::: Passage provided
By Sam Harrison (@seph1812)
As the implications of COVID-19 became clear last month, many of us began to ask why we had not done more to prepare for it: we had known for some time that the virus had the potential to become a pandemic, and for years experts had been warning successive British governments of the dangers of a flu-like pandemic.
But perhaps we should not have been quite so surprised. It is now over fifty years since scientists first started alerting the world to anthropogenic climate change. New evidence mounts every week to prove that the natural world is disintegrating around us, and we know full well that the implications of this for us are cataclysmic. And still we fail to take the drastic action that we know to be necessary.
Why are we incapable of taking the threat of social collapse seriously? In part, it seems to be a failure of the imagination: we simply cannot believe that systems might fail. This might seem an absurd proposition, in an age where disaster films and series proliferate: 2012, The Walking Dead, the list goes on. But the appeal of the disaster story should be seen as a symptom of our incapacity to recognise the very real threats around us: the destruction of civilisation is so much consigned to fantasy that we almost start to yearn for it. It is precisely our faith in the stability and permanence of society that allows us to take pleasure in envisaging its destruction. And notice that in all these narratives, we identify ourselves only with the survivors, allowing us to feel that we would be among those who, by luck or by skill, begin the challenge of rebuilding.
This is a historical novelty. For most of Europe’s history, the impermanence of all earthly societies was accepted as a matter of course. During the Reformation, Protestant writers such as Johann Sleidan (1506-1556) conceptualised world history through the ‘four monarchies’ model, based on an interpretation of the second chapter of the Book of Daniel. For Sleidan, four of these monarchies – the Babylonian, Persian, Greek and Roman Empires – had now passed, meaning that the fifth, the Kingdom of God, could not be far away.[1] It became natural to think of history in terms of the destruction of societies and states.
Although eschatological doom-mongering lost much of its force in the eighteenth century, writers continued to develop the theme of encroaching political and social catastrophe, often with slightly distasteful relish. Montesquieu (1689-1755) was convinced that every style of government – republic, monarchy and despotism – would be decayed by the growth of corruption, which is given a foothold by the government’s own excess. In France, the weakening of the nobility threatened to unbalance the state. Even Britain, whose mixed constitution seemed a paragon of stability, Montesquieu predicted, would eventually collapse when the legislative power became too overbearing.[2]
At the very end of the eighteenth century, Thomas Malthus (1766-1834) found himself musing on why human beings, whose numbers grew exponentially, had not already grown too numerous for the arithmetically increasing food supply. It must be, he concluded, that societies self-corrected by killing the excess numbers. If a society ever eliminated want, it would quickly collapse under the weight of its own population.[3] The influence of his thinking continued in the early nineteenth century.
::::::
§ Task description
List the empires that the essay on social collapse above says Johann Sleidan counted among the four monarchies that had already passed.
::: Supplied information
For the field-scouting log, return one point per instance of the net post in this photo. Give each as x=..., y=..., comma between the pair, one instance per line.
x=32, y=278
::::::
§ Exercise output
The Babylonian Empire, the Persian Empire, the Greek Empire, and the Roman Empire.